* EXERCISE PROMPT
Only the lines from the one containing "Could you identify the hazy" to the end of the entries should be written out, each exactly as it stands, both ends included.

* GIVEN ENTRIES
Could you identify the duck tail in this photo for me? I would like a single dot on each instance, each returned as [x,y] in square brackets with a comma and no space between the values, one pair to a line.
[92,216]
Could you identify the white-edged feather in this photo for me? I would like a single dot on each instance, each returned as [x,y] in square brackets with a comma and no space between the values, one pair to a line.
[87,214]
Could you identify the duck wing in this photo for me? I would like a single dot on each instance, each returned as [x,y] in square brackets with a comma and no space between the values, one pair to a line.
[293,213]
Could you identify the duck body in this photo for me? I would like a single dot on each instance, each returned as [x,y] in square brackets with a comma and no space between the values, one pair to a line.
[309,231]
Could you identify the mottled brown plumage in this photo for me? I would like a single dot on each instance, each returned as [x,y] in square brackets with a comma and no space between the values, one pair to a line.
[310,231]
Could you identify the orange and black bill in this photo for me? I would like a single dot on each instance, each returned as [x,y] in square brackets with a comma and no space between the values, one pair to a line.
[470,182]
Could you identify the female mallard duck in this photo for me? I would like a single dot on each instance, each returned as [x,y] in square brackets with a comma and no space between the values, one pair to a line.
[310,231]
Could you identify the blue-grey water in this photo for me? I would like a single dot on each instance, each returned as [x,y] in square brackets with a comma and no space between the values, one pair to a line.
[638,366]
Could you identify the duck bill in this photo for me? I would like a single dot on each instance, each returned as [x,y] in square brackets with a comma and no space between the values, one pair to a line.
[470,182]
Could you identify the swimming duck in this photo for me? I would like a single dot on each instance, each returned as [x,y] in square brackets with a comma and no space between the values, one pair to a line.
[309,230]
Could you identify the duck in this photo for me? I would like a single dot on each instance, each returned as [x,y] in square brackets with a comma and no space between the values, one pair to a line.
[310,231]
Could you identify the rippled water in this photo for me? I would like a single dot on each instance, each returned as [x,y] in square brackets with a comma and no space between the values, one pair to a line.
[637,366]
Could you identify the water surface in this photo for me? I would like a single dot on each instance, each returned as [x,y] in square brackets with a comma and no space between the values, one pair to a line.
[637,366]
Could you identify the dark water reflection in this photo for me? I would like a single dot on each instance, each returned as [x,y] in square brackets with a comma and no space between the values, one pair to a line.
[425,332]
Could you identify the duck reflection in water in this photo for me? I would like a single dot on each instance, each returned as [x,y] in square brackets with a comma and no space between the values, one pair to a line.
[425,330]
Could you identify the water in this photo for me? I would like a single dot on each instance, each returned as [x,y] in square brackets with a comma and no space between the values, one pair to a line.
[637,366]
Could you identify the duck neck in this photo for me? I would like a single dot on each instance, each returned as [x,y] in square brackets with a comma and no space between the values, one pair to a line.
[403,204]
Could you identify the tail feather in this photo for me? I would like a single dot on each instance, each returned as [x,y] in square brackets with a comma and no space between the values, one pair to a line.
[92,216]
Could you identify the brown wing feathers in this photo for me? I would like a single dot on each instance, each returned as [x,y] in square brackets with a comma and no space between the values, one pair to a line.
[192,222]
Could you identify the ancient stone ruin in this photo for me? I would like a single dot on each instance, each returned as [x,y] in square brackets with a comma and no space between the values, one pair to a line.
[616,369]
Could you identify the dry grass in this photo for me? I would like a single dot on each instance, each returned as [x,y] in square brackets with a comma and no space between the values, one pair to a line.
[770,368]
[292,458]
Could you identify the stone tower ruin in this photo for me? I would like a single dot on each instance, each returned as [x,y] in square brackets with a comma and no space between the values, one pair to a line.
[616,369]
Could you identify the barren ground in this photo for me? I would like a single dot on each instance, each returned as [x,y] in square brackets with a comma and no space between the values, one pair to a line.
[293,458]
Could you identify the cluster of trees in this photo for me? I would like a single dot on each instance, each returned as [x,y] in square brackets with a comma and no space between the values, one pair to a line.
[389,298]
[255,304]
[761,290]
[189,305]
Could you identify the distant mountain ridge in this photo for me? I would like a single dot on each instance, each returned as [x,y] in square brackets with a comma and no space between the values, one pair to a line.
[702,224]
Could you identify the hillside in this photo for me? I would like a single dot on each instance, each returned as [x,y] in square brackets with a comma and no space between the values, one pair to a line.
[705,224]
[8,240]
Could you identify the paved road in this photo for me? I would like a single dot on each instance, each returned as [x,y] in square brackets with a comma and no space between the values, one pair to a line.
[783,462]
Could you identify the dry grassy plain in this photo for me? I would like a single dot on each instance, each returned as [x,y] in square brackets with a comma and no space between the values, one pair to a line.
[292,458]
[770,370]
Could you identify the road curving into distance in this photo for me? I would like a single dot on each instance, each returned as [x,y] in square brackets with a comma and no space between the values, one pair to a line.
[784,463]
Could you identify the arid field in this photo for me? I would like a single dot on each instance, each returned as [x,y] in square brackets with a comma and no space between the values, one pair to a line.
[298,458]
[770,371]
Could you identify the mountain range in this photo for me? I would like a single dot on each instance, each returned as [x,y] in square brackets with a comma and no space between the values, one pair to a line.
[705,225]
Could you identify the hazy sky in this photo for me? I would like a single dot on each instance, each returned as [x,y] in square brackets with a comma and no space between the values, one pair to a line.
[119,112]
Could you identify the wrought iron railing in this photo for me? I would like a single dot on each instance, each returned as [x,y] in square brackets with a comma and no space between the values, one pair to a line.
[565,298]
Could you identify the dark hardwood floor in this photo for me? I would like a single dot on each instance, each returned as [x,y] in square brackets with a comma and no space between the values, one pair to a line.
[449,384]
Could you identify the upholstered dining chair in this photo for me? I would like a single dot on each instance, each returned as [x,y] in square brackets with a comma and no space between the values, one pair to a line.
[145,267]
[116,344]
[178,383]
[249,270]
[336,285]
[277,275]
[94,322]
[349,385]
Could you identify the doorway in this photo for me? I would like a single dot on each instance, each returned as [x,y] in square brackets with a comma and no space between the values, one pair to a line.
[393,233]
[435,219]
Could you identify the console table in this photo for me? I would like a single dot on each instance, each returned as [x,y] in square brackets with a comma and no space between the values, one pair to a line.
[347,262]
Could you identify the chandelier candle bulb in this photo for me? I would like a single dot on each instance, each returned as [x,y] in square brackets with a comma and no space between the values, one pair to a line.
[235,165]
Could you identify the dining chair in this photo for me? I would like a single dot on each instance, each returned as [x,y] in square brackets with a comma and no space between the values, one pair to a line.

* TASK OUTPUT
Could you identify the hazy sky in this photo for me? I would like a single dot on each instance, each returned as [x,y] in square brackets with a comma and no space between the values, one pair to a line.
[119,112]
Could you identify the wrought iron railing in this photo for me? I would like a single dot on each instance, each returned as [x,y] in square brackets with a comma and no space between the values, one pair to a line.
[565,298]
Could you identify the dark hardwood floor in this photo for me? I would like a single dot on each instance, each returned as [x,y] in square brackets with a comma and no space between the values, one pair to a line.
[449,384]
Could you identify the upholstered dining chair in this photo for me? I would like a single dot on each instance, each returned as [x,y] in square brackets with a comma and no space between the values, one pair to a line.
[145,267]
[116,344]
[178,383]
[249,270]
[336,285]
[277,275]
[94,322]
[349,385]
Could you identify the doorway in this photo for me? I would like a single dot on each instance, each returned as [x,y] in square brackets with a comma and no space between the values, one pair to a line.
[393,233]
[435,219]
Could you identify the console table in this photo for me? I would like a single dot on each instance, each returned as [x,y] in square brackets with a comma and no space between the values, one pair to a line.
[347,262]
Could you identify the chandelier candle bulb in this photo for me? I would like a single dot on each instance, each returned as [x,y] in square brackets with a comma and no space between the values, one pair to a line.
[235,165]
Could you identify the dining chair in this photo for me? I would like a single dot on each instance, each returned as [x,y] in square brackets with a comma and no space between the values, one pair to a line.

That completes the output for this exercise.